====== ITEMS ======

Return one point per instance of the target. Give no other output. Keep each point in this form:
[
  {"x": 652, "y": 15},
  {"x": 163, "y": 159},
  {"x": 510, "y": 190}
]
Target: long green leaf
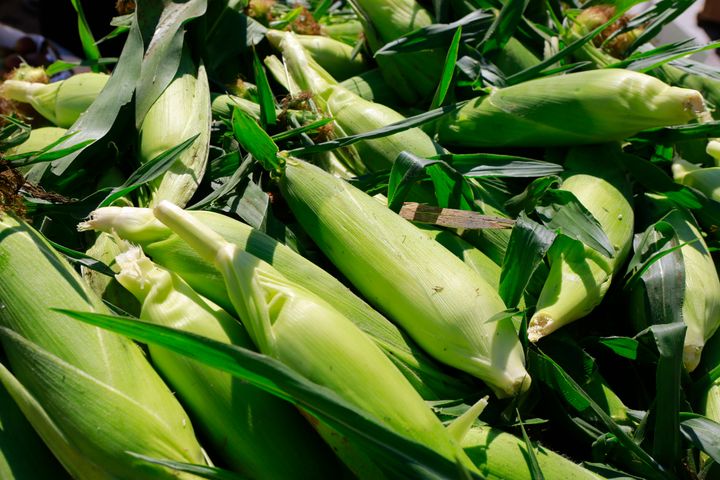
[
  {"x": 560, "y": 209},
  {"x": 474, "y": 25},
  {"x": 163, "y": 49},
  {"x": 255, "y": 140},
  {"x": 556, "y": 377},
  {"x": 400, "y": 457},
  {"x": 391, "y": 129},
  {"x": 447, "y": 72},
  {"x": 528, "y": 244},
  {"x": 267, "y": 103}
]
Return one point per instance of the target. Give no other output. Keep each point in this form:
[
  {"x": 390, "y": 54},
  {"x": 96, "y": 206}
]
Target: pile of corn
[{"x": 364, "y": 239}]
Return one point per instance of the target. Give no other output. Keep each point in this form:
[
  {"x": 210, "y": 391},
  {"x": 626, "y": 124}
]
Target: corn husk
[
  {"x": 352, "y": 114},
  {"x": 414, "y": 75},
  {"x": 61, "y": 102},
  {"x": 580, "y": 276},
  {"x": 90, "y": 394},
  {"x": 181, "y": 111},
  {"x": 442, "y": 304},
  {"x": 253, "y": 431},
  {"x": 140, "y": 227},
  {"x": 22, "y": 454},
  {"x": 572, "y": 109},
  {"x": 293, "y": 325},
  {"x": 502, "y": 456}
]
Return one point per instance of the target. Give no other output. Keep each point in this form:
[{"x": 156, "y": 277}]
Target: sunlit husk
[
  {"x": 579, "y": 275},
  {"x": 139, "y": 226},
  {"x": 61, "y": 102},
  {"x": 182, "y": 111},
  {"x": 90, "y": 394},
  {"x": 444, "y": 306},
  {"x": 253, "y": 431},
  {"x": 572, "y": 109},
  {"x": 293, "y": 325}
]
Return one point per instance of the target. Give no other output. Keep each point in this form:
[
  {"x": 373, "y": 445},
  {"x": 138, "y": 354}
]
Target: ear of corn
[
  {"x": 701, "y": 301},
  {"x": 572, "y": 109},
  {"x": 333, "y": 56},
  {"x": 291, "y": 324},
  {"x": 139, "y": 226},
  {"x": 181, "y": 111},
  {"x": 371, "y": 86},
  {"x": 502, "y": 456},
  {"x": 579, "y": 275},
  {"x": 90, "y": 394},
  {"x": 443, "y": 305},
  {"x": 353, "y": 114},
  {"x": 256, "y": 433},
  {"x": 60, "y": 102}
]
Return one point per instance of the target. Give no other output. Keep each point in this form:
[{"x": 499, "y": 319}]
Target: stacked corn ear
[
  {"x": 701, "y": 298},
  {"x": 371, "y": 86},
  {"x": 572, "y": 109},
  {"x": 60, "y": 102},
  {"x": 334, "y": 56},
  {"x": 352, "y": 114},
  {"x": 22, "y": 453},
  {"x": 254, "y": 432},
  {"x": 414, "y": 75},
  {"x": 90, "y": 394},
  {"x": 443, "y": 305},
  {"x": 181, "y": 111},
  {"x": 139, "y": 226},
  {"x": 502, "y": 456},
  {"x": 593, "y": 17},
  {"x": 579, "y": 275},
  {"x": 293, "y": 325}
]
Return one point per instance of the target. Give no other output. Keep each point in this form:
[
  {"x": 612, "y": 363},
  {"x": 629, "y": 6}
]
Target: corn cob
[
  {"x": 291, "y": 324},
  {"x": 181, "y": 111},
  {"x": 60, "y": 102},
  {"x": 352, "y": 114},
  {"x": 579, "y": 275},
  {"x": 573, "y": 109},
  {"x": 90, "y": 394},
  {"x": 593, "y": 17},
  {"x": 701, "y": 300},
  {"x": 442, "y": 304},
  {"x": 256, "y": 433},
  {"x": 371, "y": 86},
  {"x": 502, "y": 456},
  {"x": 333, "y": 56},
  {"x": 140, "y": 227}
]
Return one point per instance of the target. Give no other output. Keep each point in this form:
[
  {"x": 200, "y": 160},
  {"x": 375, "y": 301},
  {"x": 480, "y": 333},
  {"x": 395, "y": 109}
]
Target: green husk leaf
[
  {"x": 701, "y": 432},
  {"x": 385, "y": 131},
  {"x": 529, "y": 242},
  {"x": 447, "y": 72},
  {"x": 255, "y": 140},
  {"x": 267, "y": 104},
  {"x": 402, "y": 458},
  {"x": 92, "y": 52}
]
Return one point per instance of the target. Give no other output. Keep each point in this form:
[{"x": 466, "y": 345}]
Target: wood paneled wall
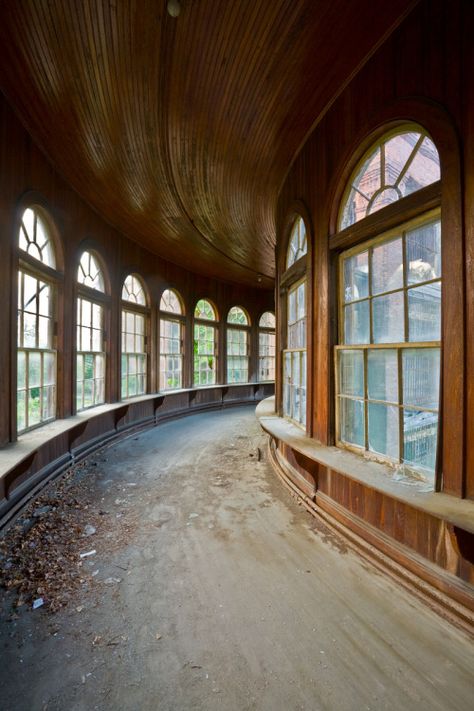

======

> _REQUEST_:
Identify each line in the entries above that contains the string "leaf", matching case exactly, and copy those lines.

> _SOLVED PROBLEM_:
Target: long green leaf
Target: green husk leaf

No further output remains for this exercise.